Then what adds to it:

let buildQueue = require('./buildQueue');

function createBuildStream (stream) {
  stream.observe()
    .through(exports.buildProcess)
    .through(exports.deployProcess)
    .through(buildQueue.push);

  // Returns original stream to immediately return a server response
  return stream;
}

module.exports = createBuildStream;
let buildQueue = require('./buildQueue');

function createTestStream (stream) {
  stream.observe()
    .through(exports.buildProcess)
    .through(exports.testProcess)
    .through(buildQueue.push);

  // Returns original stream to immediately return a server response
  return stream;
}

module.exports = createTestStream;

But I'm uncertain of the following:

  1. In both the createBuildStream and createTestStream functions, will those stream.observe() methods be consumed?

  2. Is the way I'm using .through(buildQueue.push) going to work like that? I'm not returning a stream but since it's the end of the chain I thought maybe it makes sense?

I'll be running & testing this myself but hopefully another set of eyes can catch any glaring flaws I'm not seeing.

jaidetree commented 7 years ago

@vqvu Hmm I'm not sure I have the capabilities of reopening this ticket.

vqvu commented 7 years ago

Sorry about that. I didn't realize Github doesn't let you reopen issues that someone else closed. That's pretty silly.

To answer your questions

In both the createBuildStream and createTestStream functions, will those stream.observe() methods be consumed?

Yes, they can be consumed as long as the original stream is fully consumed somewhere.

That is, you can't short circuit the stream if you expect observe to work as expected. For example, this code

const stream = _([1, 2, 3, 4, 5]);

stream.observe()
  .each(x => console.log('observer', x));

stream.take(1)
  .each(x => console.log('main stream', x));

will print

observer 1
main stream 1

but not observer 2 or any beyond. That is because take will simply stop consuming after the first element. You had this problem with your old tap solution too, so if it worked before, then it should work now. This is just something to keep in mind.

Point-based annotation data:
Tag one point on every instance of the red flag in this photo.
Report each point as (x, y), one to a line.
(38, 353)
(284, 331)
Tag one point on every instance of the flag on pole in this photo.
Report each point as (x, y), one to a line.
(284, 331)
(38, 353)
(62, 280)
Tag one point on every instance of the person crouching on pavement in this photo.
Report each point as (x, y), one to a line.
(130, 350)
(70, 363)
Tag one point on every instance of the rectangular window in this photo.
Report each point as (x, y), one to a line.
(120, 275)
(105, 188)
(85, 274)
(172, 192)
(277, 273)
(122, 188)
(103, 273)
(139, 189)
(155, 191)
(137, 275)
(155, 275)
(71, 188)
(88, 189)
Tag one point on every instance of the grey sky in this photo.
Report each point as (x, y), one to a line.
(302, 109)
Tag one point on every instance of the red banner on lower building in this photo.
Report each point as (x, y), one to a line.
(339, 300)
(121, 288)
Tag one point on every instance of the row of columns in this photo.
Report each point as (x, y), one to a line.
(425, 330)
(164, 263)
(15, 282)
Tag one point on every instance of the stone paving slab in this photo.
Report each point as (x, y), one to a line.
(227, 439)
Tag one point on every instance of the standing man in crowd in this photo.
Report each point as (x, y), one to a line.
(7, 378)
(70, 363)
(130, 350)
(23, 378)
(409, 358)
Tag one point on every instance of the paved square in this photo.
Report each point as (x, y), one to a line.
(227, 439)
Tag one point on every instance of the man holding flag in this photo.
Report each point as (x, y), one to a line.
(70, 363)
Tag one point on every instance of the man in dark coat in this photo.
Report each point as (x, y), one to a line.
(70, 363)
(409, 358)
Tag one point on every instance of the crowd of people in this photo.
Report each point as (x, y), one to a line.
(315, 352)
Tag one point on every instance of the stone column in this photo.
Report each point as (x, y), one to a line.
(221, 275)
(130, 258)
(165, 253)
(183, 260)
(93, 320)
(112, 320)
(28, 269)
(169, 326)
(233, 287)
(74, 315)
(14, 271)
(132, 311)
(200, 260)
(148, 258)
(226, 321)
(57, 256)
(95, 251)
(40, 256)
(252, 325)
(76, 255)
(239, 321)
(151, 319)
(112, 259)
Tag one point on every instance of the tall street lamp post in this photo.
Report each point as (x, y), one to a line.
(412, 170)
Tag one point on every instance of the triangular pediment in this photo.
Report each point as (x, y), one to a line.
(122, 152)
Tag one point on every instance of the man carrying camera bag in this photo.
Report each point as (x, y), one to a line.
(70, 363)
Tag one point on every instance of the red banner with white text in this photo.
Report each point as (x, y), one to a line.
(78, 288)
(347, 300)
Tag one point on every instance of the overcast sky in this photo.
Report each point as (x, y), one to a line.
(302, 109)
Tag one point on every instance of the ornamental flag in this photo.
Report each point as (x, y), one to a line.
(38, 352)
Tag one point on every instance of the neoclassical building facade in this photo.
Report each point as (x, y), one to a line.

**Requirements:** Reproduce the forum thread above word for word, beginning at the words "2. Is the way" and stopping after the words "I'm not seeing.".

**Answer to this task:**
2. Is the way I'm using .through(buildQueue.push) going to work like that? I'm not returning a stream but since it's the end of the chain I thought maybe it makes sense?

I'll be running & testing this myself but hopefully another set of eyes can catch any glaring flaws I'm not seeing.